- Document text:
A year ago, I published an EIC article titled Forget systems and structures – getting the job done is the key.

In that article I suggested effort often goes into putting in systems or structures, but not enough emphasis is put on ensuring the success and implementation of projects – and that, consequently, results don’t always follow.

Successful firms succeed because they get the right things done. This gets results, the real test of everything we do.

On the strength of feedback, I would like to expand on this theme and look at some practical examples and how these may play out in law firms.

The obvious one is developing and implementing strategy. I have found that three things are vital for successfully doing this:

  1. Get all the pre-strategy items agreed and out of the way before you commence developing the strategy per se: I call these “Core Purpose” while my colleague Nick Jarrett-Kerr refers to them as “Strategic Intent.” These would include things like determining locations, practice areas, industry sectors to focus on, values and cultural attributes (guiding principles), profit-sharing and leadership structures, and the like;
  2. Limit the number of Strategic Key Objectives (those things, if you achieve them, which will have nothing less than a massive impact on your firm) you identify in the strategy process to a maximum of five or six, and appoint task forces headed up by one person (who has power to co-opt others) to get the job done. Report on progress;
  3. Formally stress-test the implementation, success of the strategy and make necessary changes at least annually (properly done, you will get more results out of this than the first part of the process).

The next is your brand (your firm brand, employment brand and individual brands), arguably your most valuable but misunderstood firm asset. Ensure this is done:

  1. Get a brand strategy specialist in to help you, someone who is not principally focused on names, logos, colours, printing, websites and other aesthetics. These are important, but come later;
  2. Ensure a common, simple understanding around brand (you need to all speak the same simple language and know that you each play an important role in strengthening and supporting your brand) and educate each and every member of your firm around this – every lawyer, every support staff member, every partner; this is not something you leave to ‘marketing’. It is a strategic matter which should be owned by firm leadership;
  3. Develop a brand strategy to ensure the critical elements are tackled and actually implemented. In the first year this may chiefly involve item 2 above, but that is no bad thing. One example of these elements is achieving Brand Fusion™ – i.e., ensuring that what you as a firm suggest or promise (review your website and brochures to find many examples) you actually deliver, and people inside and outside the firm actually experience in practice;

A final example is achieving consistent, across the board partner-team performance and contributions. Most firms who seek our advice point to this as an ongoing issue.

- Data supplied:
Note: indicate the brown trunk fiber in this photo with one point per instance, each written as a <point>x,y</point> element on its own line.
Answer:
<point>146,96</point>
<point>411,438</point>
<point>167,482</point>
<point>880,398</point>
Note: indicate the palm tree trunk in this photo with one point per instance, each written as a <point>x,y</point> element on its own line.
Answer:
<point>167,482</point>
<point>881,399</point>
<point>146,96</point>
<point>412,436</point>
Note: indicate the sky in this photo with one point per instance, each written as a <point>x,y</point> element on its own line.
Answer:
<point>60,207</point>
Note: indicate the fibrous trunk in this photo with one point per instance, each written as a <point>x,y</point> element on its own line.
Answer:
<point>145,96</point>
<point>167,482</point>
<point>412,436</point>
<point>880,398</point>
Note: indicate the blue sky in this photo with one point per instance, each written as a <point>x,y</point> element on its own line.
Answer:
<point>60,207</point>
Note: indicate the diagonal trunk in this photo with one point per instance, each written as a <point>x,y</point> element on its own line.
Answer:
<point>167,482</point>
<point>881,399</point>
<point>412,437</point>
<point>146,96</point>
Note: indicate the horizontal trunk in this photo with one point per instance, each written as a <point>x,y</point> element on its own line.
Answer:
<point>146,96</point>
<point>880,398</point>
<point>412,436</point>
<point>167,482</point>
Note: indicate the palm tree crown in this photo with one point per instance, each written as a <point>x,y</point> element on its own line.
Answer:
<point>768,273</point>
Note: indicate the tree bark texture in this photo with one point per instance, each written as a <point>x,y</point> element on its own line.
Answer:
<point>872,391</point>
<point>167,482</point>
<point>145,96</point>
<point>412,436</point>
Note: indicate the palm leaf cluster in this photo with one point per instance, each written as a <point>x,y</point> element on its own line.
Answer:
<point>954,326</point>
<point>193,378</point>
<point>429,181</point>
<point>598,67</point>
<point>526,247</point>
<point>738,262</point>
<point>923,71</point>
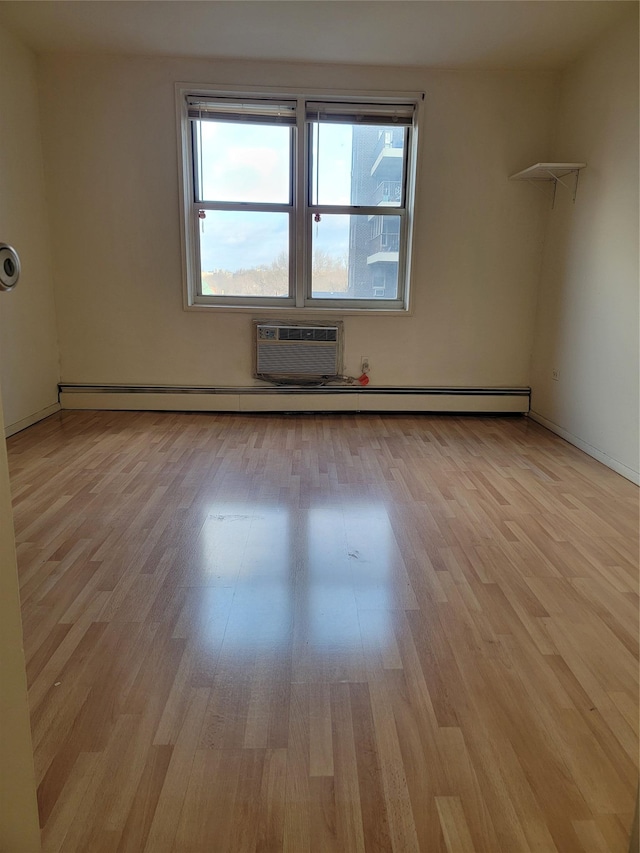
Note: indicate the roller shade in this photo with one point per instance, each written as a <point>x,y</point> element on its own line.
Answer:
<point>256,111</point>
<point>378,114</point>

- Task statement:
Transcribe the article on law firms starting with "A year ago, I" and going on through "don’t always follow.". The records are separate material and have no connection to the article on law firms.

- Result for this exercise:
A year ago, I published an EIC article titled Forget systems and structures – getting the job done is the key.

In that article I suggested effort often goes into putting in systems or structures, but not enough emphasis is put on ensuring the success and implementation of projects – and that, consequently, results don’t always follow.